● INPUT MATERIAL:
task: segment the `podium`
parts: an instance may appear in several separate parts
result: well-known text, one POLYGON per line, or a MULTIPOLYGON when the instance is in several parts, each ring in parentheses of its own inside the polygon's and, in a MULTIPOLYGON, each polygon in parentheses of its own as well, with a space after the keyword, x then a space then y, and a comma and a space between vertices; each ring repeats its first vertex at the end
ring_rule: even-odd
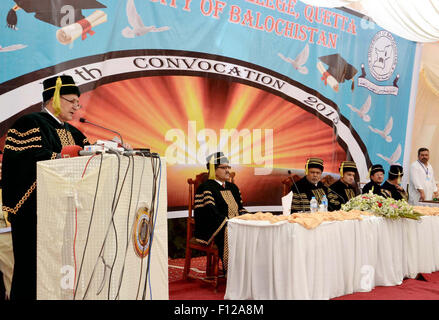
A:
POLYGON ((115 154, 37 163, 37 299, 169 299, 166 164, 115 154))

==

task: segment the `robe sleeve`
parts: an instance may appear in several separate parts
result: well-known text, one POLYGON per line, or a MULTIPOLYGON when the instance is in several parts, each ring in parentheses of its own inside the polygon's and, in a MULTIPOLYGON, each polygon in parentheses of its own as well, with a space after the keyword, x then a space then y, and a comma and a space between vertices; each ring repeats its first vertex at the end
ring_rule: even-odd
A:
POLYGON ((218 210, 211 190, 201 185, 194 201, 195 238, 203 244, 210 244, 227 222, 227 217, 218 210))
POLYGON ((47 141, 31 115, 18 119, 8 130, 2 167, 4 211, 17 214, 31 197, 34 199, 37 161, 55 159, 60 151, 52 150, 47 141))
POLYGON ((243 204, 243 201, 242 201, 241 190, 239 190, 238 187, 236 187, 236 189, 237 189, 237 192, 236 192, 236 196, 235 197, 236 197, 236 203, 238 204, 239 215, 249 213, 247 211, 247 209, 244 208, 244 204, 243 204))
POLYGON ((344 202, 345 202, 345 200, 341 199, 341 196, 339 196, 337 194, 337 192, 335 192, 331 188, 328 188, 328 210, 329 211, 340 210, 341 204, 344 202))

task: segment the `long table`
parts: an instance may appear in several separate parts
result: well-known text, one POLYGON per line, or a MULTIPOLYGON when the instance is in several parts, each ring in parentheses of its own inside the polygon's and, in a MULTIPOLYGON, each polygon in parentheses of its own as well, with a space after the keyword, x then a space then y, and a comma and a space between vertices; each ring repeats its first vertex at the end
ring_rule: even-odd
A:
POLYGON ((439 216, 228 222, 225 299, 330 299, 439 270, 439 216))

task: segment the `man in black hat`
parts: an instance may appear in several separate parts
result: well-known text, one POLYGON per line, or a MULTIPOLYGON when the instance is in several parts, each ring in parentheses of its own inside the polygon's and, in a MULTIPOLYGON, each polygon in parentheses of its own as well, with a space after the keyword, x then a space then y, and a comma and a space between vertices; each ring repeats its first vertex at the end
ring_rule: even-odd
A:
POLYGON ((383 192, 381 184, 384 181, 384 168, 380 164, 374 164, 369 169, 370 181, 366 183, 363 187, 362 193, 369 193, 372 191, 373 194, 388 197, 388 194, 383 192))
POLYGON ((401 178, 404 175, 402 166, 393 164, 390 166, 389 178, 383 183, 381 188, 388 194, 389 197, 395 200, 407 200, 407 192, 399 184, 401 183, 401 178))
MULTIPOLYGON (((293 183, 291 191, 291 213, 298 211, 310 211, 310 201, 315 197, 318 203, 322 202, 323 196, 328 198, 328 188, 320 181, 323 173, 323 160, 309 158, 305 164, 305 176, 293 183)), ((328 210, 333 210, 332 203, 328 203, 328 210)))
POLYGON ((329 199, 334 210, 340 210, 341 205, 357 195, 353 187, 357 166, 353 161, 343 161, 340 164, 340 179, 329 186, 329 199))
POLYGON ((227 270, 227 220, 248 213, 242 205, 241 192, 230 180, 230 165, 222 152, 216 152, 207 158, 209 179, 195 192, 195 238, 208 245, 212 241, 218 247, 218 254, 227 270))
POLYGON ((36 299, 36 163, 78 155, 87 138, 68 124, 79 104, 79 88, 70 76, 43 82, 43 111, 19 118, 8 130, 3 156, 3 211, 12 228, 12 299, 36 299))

--

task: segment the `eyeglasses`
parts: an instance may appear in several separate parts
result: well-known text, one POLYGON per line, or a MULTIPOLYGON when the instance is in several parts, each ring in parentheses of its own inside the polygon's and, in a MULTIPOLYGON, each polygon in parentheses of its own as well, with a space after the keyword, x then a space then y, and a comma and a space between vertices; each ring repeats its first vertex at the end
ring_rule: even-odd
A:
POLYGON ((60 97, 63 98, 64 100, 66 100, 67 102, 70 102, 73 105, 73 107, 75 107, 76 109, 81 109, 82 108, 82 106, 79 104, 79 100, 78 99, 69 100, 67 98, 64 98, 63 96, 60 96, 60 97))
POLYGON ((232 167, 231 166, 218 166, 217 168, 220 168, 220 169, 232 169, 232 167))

● ABOUT THIS TASK:
On how many lines of the listing does the string "segment" appear? Only the number should be given.

● ANSWER TO THE EXERCISE:
5